**TASKS**
• A. Copy the passage on implant infection and loosening word for word, starting at "It has been" and ending at "better osseointegration [1922].".
• B. Answer these questions using the passage on implant infection and loosening:
(i) What do the osteoblasts protect i-bacteria from?
(ii) About what percentage of revision surgeries are due to aseptic loosening?
(iii) Which technique is named as one of the most popular for increasing surface roughness?
• C. Summarize the passage on implant infection and loosening in two sentences.

**READING TEXT**
+++++

Another cause of implant related infections, particularly long-term ones, is associated with bacterial invasion/internalization (i-bacteria) within surrounding osteoblasts. The i-bacteria are protected by the osteoblasts from antibiotics and the host immune system, making the treatment very difficult [5, 15, 16].The ability of i-bacteria to infect other healthy cells after being released out of the osteoblasts has already been demonstrated in vitro [16]. I-bacteria have also been traced in the osteoblasts of patients with implant-related osteomyelitis, confirming the involvement of i-bacteria in the onset and persistence of the disease [17]. Implant materials that can prevent bacterial invasion and internalization are not now available. Such implants that discourage the bacterial internalization of the bacteria definitely would limit the incidence of infected-implant associated osteomyelitis.

It has been reported that about 56% of the revision surgeries are due to aseptic loosening mainly caused by poor biocompatibility and osseointegration, leading to failure of bone ingrowth into the implant [12, 18]. Smooth Ti implants have been reported to be less desirable for bone fixation than roughened ones because a rough Ti surface has shown better osteogenic activities such as cell attachment, cell proliferation and calcium deposition, proving to be beneficial for osseointegration. As a result, there has been a growing focus on increasing the surface roughness of the Ti implant. Acid etching is one of the most popular techniques to increase roughness for better osseointegration [1922].

+++++

**INPUT DATA**
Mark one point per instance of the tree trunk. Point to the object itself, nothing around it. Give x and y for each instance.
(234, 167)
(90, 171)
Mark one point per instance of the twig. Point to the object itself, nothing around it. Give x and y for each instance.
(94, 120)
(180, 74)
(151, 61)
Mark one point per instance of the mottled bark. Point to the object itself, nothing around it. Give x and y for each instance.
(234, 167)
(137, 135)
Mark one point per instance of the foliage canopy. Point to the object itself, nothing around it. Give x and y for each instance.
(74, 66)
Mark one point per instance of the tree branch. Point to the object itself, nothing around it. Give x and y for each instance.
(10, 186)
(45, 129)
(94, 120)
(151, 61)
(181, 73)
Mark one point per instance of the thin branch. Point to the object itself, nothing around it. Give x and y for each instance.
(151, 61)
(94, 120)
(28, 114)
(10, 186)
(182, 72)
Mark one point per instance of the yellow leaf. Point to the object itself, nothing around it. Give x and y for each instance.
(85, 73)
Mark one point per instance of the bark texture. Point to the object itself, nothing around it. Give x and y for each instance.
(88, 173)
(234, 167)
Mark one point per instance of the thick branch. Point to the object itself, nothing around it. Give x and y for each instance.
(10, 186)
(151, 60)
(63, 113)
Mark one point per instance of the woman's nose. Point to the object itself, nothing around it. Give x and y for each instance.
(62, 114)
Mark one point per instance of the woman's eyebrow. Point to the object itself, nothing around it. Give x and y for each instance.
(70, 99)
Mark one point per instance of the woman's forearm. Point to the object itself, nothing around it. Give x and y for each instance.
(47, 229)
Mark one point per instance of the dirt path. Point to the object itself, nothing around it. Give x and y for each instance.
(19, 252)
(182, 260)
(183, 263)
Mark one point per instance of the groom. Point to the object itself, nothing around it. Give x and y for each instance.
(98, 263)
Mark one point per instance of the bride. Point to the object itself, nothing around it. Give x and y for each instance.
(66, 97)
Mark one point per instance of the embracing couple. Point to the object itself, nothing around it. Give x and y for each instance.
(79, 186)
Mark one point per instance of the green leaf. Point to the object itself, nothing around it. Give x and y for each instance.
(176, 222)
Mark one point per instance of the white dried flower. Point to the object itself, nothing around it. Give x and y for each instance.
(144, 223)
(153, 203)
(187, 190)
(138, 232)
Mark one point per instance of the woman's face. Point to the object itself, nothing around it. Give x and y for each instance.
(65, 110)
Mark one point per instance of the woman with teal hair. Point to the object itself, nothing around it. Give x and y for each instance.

+++++

**PER-TASK ANSWERS**
• A.
It has been reported that about 56% of the revision surgeries are due to aseptic loosening mainly caused by poor biocompatibility and osseointegration, leading to failure of bone ingrowth into the implant [12, 18]. Smooth Ti implants have been reported to be less desirable for bone fixation than roughened ones because a rough Ti surface has shown better osteogenic activities such as cell attachment, cell proliferation and calcium deposition, proving to be beneficial for osseointegration. As a result, there has been a growing focus on increasing the surface roughness of the Ti implant. Acid etching is one of the most popular techniques to increase roughness for better osseointegration [1922].

• B.
(i) Antibiotics and the host immune system.
(ii) About 56%.
(iii) Acid etching.

• C. Bacteria that invade and internalize within osteoblasts around an implant are shielded from antibiotics and the host immune system, and implant materials that prevent this internalization are not now available. Aseptic loosening, mainly caused by poor biocompatibility and osseointegration, accounts for about 56% of revision surgeries, and because rough Ti surfaces show better osteogenic activities than smooth ones, techniques such as acid etching are used to increase the roughness of Ti implants.